Tom Rixom wrote:
How do you explain that Microsoft Clients almost all use MSCHAP in some form to authenticate and that all Microsoft passwords are stored in encrypted form... ;)
remark: i've never talked about encryption. encryption is always reversible, provided that you have the key.
i've also never tried to explain ms-chap. simply read the original mail, there is a claim inside which can be understood as "take hashX, store the passwords hashed with hashX, and it'll be ok for your challenge/response system". ahem, no, it won't!
I can't recall the exact specs of MSCHAPV2 but the I remember it to be
something like:
Client Server <------------------- CHALLENGE ----> HASH( CHALLENGE + NTHASH(PASSWORD))
server retrieves NTHASH(PASSWORD) from LDAP database.
server verifies HASH(CHALLENGE + NTHASH(PASSWORD))

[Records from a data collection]

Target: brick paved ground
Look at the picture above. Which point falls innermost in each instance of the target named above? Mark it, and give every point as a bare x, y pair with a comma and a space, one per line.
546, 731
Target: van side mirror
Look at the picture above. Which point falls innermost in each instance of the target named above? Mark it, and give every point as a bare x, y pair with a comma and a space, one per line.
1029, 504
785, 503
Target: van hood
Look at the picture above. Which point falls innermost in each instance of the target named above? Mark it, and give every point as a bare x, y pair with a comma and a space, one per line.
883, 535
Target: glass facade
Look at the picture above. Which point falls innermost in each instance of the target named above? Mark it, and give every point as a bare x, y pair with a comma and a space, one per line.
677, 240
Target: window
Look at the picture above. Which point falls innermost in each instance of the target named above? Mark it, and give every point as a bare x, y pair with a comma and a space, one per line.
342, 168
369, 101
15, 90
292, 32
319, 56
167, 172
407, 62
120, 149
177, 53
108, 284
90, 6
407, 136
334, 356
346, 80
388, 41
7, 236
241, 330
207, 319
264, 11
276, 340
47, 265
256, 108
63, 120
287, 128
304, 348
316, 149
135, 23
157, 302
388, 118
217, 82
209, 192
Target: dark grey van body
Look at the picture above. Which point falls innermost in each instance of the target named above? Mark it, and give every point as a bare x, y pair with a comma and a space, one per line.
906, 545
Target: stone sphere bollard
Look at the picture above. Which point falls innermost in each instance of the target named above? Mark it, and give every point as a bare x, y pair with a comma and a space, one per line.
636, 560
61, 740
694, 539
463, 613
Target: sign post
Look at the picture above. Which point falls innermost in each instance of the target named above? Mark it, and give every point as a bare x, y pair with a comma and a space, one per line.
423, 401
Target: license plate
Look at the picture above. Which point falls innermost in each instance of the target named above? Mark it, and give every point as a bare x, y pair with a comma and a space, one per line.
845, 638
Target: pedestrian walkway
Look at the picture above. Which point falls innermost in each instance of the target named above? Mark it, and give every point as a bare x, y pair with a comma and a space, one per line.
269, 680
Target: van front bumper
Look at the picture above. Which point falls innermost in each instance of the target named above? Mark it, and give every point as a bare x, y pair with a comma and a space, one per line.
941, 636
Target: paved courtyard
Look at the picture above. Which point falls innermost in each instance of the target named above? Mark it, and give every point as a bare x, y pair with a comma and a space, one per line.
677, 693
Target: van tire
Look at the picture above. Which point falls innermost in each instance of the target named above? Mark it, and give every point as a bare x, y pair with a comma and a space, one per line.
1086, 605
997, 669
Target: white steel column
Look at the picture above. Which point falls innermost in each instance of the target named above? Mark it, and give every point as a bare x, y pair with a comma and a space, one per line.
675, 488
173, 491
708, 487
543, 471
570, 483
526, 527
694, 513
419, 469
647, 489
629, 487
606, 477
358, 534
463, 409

*Given instruction*
Copy everything in the MSCHAP post from "I can't recall" down to "from LDAP database.", swapping "LDAP" for "SQL".

*Task solution*
I can't recall the exact specs of MSCHAPV2 but the I remember it to be
something like:
Client Server <------------------- CHALLENGE ----> HASH( CHALLENGE + NTHASH(PASSWORD))
server retrieves NTHASH(PASSWORD) from SQL database.